:: Texte fourni ::
D’autant plus que nos critiques
s’en doutent depuis longtemps : ne vous êtes-vous
aperçu que leurs comparaisons pour célébrer notre talent
visaient systématiquement notre habileté virile, au sens figuré ?
Ils affirment que notre style est "virtuose", que nos rimes sont
"frappantes", que nous tissons des intrigues "riches en
tournants", que notre art de représenter est "vigoureux",
que nos pensées "sautent hardiment d’un sujet à
l’autre".
Pourquoi ne prendrions-nous pas ces
qualifications qui nous honorent au pied de la lettre ?
Nous deviendrions certainement, nous tous,
d’excellents acrobates.
De toute façon nous venons de passer
la fête du livre, laissons reposer le tournoi intellectuel pendant un an.
Profitons-en pour nous exercer sur la piste
du manège.
L’année prochaine à la
même époque, si Dieu nous aide, nous pourrons nous
présenter devant le public avec une troupe de cirque si
époustouflante que les Baroccaldi[2] pourront tranquillement occuper nos places
restées vacantes aux académies.
Pour éviter toute confusion, je
distribue dès maintenant les rôles selon les capacités les
mieux connues de chacun.
Donc :
ZSIGMOND MORICZ ne devra s’exercer
que très peu pour devenir un grand champion
d’haltérophilie : jour après jour il est à
l’aise pour résoudre les problèmes les plus lourds et ses
personnages de roman avec lesquels il jongle sont tous des individus de poids.
LAJOS ZILAHY, bien que sa pièce
intitulée Clowns musicaux
témoigne d’un intérêt pour ce type de genre
littéraire, en prenant pour base son activité journalistique,
ainsi que l’habileté avec laquelle il lance tant de nouveaux
thèmes, je le vois le mieux à sa place dans le rôle
d’un jongleur avec des assiettes.
FERENC HERZEG sera voltigeur dans la haute
école équestre.
MIHÁLY BABITS sera un joueur
d’ocarina qui jouera des orchestres sur cet instrument simple ; il
sera de plus directeur et chef d’orchestre du petit cirque de puces
qu’il se fera construire.
À DEZSŐ KOSZTOLÁNYI, ce
brillant artiste du style, je destine le rôle casse-cou de trapéziste,
en étant sûr qu’il saura exécuter avec maestria les
plus acrobatiques et périlleuses attractions, avec son
élégance coutumière.
MIHÁLY FÖLDI, compte tenu des
problèmes profonds qu’il soulève dans ses romans, sera ce
"plongeur" qui "fait son entrée", et la
représentation pourra commencer.
FERENC MOLNÁR, grâce à
ses mises dans le mille et ses yeux perçants de sorcier, est
prédestiné pour devenir tireur de précision. Par contre
son habileté de jongleur avec laquelle il dénoue les fils
entrelacés de l’action de ses pièces le rendrait
également apte à tenir le rôle de l’acrobate
ligoté, capable de se libérer en quelques minutes.

:: Informations fournies ::

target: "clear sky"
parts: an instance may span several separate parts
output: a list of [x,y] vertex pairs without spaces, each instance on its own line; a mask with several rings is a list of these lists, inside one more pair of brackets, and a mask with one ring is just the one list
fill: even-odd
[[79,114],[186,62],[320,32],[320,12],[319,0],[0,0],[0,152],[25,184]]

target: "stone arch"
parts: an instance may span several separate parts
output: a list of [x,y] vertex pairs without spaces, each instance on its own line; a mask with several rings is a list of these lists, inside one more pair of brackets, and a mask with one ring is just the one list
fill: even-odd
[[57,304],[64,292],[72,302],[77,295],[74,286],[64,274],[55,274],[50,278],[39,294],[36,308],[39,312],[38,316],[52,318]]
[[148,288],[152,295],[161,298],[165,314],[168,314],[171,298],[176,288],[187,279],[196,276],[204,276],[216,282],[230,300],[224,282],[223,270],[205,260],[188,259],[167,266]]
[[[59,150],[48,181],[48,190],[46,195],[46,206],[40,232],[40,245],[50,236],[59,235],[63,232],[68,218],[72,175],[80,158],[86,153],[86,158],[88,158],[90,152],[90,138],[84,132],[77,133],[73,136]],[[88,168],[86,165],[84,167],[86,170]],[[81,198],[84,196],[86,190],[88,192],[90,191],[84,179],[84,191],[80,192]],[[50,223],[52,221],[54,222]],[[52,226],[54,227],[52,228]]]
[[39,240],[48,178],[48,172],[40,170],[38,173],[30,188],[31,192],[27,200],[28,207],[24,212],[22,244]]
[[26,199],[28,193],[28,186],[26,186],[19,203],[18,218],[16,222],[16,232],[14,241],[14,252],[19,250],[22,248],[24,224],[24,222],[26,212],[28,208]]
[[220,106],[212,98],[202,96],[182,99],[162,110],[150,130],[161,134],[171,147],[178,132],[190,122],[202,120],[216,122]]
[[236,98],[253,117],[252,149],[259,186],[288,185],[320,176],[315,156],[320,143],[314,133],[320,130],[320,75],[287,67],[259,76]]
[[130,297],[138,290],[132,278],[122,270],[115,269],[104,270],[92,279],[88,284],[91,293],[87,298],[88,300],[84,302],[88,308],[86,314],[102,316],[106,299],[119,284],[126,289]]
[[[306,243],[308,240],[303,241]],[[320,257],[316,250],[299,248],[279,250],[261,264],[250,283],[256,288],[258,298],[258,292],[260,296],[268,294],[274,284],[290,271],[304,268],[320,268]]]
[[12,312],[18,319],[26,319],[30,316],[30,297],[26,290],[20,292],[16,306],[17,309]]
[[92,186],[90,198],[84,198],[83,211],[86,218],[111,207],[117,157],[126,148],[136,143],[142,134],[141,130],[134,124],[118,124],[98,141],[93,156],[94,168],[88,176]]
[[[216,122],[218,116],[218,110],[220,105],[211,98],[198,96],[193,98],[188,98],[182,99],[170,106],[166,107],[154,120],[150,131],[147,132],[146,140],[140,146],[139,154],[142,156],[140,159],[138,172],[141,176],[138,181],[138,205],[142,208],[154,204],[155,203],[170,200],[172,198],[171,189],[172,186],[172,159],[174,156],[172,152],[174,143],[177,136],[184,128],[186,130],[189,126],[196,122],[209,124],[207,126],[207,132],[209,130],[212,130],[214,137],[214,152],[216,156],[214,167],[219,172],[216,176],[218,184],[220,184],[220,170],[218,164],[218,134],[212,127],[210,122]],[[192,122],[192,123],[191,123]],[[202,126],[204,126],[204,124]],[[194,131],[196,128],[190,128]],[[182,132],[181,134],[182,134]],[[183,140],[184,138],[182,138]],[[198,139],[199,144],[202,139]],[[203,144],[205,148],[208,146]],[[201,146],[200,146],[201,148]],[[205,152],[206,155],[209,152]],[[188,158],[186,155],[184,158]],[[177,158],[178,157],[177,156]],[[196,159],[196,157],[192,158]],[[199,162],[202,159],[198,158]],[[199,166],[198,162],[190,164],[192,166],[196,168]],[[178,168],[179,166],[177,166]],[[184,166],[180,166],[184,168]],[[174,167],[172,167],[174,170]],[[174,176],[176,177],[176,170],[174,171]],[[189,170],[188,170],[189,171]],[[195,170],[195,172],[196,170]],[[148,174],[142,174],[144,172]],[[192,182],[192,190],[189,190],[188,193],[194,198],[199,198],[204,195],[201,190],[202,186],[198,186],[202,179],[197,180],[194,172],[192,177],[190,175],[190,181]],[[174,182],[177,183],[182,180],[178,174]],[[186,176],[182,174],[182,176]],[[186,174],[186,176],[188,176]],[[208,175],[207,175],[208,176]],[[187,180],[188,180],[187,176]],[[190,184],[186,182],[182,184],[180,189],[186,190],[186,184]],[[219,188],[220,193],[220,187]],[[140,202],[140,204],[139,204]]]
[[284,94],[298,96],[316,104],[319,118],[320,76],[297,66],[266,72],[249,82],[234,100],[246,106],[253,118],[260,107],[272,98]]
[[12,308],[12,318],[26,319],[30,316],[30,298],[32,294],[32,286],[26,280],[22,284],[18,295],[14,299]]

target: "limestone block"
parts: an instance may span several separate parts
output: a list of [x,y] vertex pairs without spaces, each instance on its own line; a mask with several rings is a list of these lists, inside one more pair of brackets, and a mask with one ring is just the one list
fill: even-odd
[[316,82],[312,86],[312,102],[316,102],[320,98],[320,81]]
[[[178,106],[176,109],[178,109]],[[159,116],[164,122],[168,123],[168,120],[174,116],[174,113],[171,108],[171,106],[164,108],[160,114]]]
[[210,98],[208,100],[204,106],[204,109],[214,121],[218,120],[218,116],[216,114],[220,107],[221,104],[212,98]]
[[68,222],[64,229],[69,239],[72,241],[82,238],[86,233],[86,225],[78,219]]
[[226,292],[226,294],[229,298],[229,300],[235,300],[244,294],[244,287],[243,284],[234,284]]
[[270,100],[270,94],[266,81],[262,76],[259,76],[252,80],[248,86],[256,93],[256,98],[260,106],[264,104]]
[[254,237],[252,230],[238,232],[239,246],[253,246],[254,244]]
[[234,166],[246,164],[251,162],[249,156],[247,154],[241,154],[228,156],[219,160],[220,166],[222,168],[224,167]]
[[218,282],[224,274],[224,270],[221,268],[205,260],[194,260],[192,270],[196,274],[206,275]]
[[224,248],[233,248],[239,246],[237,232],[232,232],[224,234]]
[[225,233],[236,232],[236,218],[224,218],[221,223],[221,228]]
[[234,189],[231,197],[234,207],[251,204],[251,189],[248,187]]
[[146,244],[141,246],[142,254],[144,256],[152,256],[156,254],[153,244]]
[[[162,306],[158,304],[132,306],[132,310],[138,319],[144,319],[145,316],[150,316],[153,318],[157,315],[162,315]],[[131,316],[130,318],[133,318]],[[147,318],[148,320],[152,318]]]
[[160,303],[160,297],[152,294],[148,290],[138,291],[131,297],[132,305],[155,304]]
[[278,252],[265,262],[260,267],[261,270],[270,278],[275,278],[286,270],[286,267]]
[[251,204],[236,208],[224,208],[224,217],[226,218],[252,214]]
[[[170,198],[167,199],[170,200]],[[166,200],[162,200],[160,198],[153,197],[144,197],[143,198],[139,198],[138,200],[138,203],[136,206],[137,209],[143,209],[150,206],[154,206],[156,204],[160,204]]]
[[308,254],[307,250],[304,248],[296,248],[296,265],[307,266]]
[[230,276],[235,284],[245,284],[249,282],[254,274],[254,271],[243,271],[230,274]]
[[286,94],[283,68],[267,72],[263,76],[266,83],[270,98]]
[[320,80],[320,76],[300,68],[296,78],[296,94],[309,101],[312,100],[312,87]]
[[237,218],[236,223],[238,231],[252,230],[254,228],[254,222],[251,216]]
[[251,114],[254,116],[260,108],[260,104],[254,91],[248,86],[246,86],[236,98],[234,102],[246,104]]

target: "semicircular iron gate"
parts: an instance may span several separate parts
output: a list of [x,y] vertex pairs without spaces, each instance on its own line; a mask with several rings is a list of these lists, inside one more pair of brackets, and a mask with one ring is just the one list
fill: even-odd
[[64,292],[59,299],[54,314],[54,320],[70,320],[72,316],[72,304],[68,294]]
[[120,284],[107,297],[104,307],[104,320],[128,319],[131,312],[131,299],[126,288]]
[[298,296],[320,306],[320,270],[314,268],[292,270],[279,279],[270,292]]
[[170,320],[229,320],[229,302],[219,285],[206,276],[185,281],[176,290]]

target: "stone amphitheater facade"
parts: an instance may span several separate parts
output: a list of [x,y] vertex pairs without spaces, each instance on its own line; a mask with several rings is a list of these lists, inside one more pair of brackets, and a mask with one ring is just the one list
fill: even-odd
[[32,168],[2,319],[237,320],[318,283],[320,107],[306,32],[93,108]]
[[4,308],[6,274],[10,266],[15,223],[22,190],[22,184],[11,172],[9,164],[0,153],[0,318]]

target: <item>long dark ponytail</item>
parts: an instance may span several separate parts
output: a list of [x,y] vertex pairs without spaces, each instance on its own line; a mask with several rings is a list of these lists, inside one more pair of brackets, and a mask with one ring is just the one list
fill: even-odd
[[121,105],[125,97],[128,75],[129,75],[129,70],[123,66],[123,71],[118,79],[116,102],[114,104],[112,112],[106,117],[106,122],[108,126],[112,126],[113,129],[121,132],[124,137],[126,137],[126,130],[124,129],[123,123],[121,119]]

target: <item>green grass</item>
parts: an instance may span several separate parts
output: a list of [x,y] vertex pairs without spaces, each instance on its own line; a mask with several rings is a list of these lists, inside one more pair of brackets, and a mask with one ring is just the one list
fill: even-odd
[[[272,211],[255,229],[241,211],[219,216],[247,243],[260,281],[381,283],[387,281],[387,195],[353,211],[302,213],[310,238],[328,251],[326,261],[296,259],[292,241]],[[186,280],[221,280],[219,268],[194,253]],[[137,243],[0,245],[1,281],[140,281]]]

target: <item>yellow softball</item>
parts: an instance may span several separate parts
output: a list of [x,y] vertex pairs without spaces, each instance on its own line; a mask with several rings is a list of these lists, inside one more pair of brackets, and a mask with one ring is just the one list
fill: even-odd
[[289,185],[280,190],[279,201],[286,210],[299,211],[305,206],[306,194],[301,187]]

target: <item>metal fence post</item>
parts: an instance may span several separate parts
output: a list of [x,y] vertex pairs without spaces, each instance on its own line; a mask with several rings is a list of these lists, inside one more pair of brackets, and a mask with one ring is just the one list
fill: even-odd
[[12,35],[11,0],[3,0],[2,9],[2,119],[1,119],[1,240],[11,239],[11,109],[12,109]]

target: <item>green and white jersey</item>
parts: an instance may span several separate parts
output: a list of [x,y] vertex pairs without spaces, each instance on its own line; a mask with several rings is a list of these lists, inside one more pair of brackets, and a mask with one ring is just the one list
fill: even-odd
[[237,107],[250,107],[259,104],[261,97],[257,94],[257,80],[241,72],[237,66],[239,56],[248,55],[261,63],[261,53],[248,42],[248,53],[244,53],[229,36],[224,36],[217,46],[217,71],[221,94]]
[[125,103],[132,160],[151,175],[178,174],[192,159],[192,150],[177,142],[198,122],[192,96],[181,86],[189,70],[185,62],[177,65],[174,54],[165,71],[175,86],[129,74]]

:: Votre mission ::
Recopiez mot pour mot, dans le texte sur les écrivains changés en artistes de cirque, tout ce qui va de « MIHÁLY FÖLDI, compte » jusqu'à « représentation pourra commencer. ».

:: Bonne réponse ::
MIHÁLY FÖLDI, compte tenu des
problèmes profonds qu’il soulève dans ses romans, sera ce
"plongeur" qui "fait son entrée", et la
représentation pourra commencer.